#### TEKS YANG DIBERIKAN

Ia menjelaskan guna mengatasi permasalahan tersebut, pemerintah sebenarnya telah memberikan solusi terkait pembiayaan penempatan pekerja migran Indonesia, yakni dalam bentuk pemberian Kredit usaha Rakyat (KUR) melalui perbankan. Menurutnya, hal ini diatur dalam Peraturan Menko Perekonomian No 1/2022 tentang Pedoman Pelaksanaan Kredit Usaha Rakyat.
Namun, katanya, berdasarkan data Sistem Informasi Kredit Program (SIKP) Kementerian Keuangan per 15 Juli 2022, dari alokasi anggaran sebesar Rp390 miliar pada 2022, KUR yang terserap untuk CPMI baru lima persennya atau Rp17,6 miliar.

########
#### ENTRI HASIL EKSTRAKSI

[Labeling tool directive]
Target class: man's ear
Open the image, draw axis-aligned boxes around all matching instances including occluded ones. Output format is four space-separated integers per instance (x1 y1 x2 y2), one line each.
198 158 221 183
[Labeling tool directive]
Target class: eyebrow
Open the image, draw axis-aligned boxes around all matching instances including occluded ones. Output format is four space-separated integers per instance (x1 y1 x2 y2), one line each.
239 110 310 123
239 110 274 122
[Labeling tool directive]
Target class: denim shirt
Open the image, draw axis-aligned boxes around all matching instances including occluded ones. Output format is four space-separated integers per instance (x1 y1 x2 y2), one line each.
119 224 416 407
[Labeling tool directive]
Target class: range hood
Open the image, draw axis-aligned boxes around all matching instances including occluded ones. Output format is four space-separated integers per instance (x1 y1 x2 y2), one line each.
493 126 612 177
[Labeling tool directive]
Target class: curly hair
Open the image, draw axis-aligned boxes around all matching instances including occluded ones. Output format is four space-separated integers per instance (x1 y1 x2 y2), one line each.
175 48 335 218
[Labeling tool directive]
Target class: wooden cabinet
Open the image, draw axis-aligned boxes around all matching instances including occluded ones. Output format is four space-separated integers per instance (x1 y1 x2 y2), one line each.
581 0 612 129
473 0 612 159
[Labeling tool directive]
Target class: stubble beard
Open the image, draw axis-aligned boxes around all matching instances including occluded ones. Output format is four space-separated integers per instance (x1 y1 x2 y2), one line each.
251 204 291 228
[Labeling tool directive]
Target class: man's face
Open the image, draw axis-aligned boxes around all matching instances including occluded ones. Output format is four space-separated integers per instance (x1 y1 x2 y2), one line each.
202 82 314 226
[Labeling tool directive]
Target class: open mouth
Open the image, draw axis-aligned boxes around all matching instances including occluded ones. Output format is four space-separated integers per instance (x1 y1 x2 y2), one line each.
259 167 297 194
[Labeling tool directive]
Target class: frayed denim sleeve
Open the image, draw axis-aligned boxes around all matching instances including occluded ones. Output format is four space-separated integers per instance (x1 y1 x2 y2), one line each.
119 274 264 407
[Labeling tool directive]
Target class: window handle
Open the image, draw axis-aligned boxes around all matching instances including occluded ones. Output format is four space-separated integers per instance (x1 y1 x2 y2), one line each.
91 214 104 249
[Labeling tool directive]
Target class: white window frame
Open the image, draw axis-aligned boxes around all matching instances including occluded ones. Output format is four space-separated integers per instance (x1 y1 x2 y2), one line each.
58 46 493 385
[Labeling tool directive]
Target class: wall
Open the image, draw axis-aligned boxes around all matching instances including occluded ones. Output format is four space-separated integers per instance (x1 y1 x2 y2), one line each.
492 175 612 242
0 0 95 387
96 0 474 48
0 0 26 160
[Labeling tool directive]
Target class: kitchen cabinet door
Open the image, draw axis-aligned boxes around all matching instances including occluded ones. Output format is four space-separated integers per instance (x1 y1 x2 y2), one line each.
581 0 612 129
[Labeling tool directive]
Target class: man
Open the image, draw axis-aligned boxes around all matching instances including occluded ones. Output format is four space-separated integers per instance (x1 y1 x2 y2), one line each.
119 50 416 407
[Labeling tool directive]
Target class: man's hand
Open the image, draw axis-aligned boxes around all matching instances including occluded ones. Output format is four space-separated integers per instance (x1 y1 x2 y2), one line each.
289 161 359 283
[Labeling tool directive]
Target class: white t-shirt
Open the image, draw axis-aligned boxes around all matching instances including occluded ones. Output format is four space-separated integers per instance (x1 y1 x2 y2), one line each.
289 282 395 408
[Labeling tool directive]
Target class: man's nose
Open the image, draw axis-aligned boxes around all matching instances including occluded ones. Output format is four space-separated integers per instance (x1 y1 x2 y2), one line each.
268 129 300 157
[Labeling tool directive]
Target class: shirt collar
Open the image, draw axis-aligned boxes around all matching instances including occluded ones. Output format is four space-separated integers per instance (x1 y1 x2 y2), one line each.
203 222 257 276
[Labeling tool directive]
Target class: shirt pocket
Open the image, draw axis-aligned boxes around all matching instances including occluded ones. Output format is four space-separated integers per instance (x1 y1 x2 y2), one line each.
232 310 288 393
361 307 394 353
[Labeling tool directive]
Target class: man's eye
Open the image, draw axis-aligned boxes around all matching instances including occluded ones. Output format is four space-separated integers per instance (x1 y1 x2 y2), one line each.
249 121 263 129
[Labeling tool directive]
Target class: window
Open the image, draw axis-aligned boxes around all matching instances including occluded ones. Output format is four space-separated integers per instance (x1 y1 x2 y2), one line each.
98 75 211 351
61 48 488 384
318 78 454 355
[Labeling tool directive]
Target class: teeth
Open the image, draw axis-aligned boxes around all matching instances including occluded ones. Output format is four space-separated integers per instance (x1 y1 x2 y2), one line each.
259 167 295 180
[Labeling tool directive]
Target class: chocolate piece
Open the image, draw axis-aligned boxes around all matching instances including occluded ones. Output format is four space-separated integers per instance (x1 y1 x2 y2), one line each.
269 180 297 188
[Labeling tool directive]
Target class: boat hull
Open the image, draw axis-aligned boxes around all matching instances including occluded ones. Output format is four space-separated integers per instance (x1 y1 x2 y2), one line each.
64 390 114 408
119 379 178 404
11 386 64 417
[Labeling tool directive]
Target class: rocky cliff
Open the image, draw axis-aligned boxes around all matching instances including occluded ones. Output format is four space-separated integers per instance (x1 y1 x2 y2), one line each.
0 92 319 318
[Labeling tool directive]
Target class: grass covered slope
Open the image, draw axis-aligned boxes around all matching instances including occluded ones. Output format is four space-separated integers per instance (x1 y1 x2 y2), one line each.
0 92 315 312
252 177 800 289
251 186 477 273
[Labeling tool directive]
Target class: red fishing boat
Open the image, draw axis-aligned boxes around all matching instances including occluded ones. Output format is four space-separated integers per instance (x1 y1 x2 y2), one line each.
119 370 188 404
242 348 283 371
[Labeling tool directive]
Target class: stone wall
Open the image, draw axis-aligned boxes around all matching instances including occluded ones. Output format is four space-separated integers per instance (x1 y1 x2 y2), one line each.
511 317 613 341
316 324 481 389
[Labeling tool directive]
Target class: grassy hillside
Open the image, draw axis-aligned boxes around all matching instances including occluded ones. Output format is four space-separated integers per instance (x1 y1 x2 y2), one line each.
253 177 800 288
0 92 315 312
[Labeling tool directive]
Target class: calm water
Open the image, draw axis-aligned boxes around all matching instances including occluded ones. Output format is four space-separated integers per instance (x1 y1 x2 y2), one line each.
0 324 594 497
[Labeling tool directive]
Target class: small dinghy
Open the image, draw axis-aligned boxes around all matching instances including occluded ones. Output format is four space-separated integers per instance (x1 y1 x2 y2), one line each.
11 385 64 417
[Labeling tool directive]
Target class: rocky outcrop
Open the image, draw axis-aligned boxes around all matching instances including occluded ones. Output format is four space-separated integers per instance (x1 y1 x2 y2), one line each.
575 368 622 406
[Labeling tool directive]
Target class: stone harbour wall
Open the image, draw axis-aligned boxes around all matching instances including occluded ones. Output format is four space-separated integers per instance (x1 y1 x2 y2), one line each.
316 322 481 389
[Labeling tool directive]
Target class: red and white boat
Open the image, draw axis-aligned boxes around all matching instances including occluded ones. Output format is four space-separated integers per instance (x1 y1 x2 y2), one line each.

########

• **KERJAKAN TUGAS BERIKUT**
• 1. Jawab pertanyaan berikut berdasarkan teks tentang KUR untuk pekerja migran:
(a) Peraturan apa yang mengatur pemberian KUR?
(b) Berapa alokasi anggaran KUR pada 2022?
(c) Berapa besar KUR yang terserap untuk CPMI per 15 Juli 2022?
• 2. Ubah bagian teks tentang KUR untuk pekerja migran antara "Ia menjelaskan guna" dan "atau Rp17,6 miliar.", keduanya termasuk, dengan mengganti "perbankan" menjadi "lembaga keuangan".
• 3. Teruskan teks tentang KUR untuk pekerja migran mulai dari kalimat terakhirnya.
Item-item tersebut merupakan materi yang terpisah dari teks.

• **JAWABAN TUGAS**
• 1.
(a) Peraturan Menko Perekonomian No 1/2022 tentang Pedoman Pelaksanaan Kredit Usaha Rakyat.
(b) Rp390 miliar.
(c) Lima persen atau Rp17,6 miliar.

• 2.
Ia menjelaskan guna mengatasi permasalahan tersebut, pemerintah sebenarnya telah memberikan solusi terkait pembiayaan penempatan pekerja migran Indonesia, yakni dalam bentuk pemberian Kredit usaha Rakyat (KUR) melalui lembaga keuangan. Menurutnya, hal ini diatur dalam Peraturan Menko Perekonomian No 1/2022 tentang Pedoman Pelaksanaan Kredit Usaha Rakyat.
Namun, katanya, berdasarkan data Sistem Informasi Kredit Program (SIKP) Kementerian Keuangan per 15 Juli 2022, dari alokasi anggaran sebesar Rp390 miliar pada 2022, KUR yang terserap untuk CPMI baru lima persennya atau Rp17,6 miliar.

• 3.
“Dari hasil verlap (verifikasi lapangan -red) tadi, calon pekerja migran mengaku kesulitan mengajukan KUR karena belum ada aturan tentang komponen biaya penempatan yang menjadi salah satu persyaratan untuk perbankan dalam menyalurkan KUR. Selain itu, persyaratan tambahan bank penyalur KUR dirasa memberatkan karena harus ada jaminan cash deposit seratus persen,” tuturnya.
“KSP akan segera mencarikan solusinya bersama Kemenaker, BP2MI dan Kemenlu terkait persoalan komponen biaya, dan masalah lain yang dialami pekerja migran. Pemerintah melalui KSP sangat peduli pada perlindungan PMI,” imbuhnya.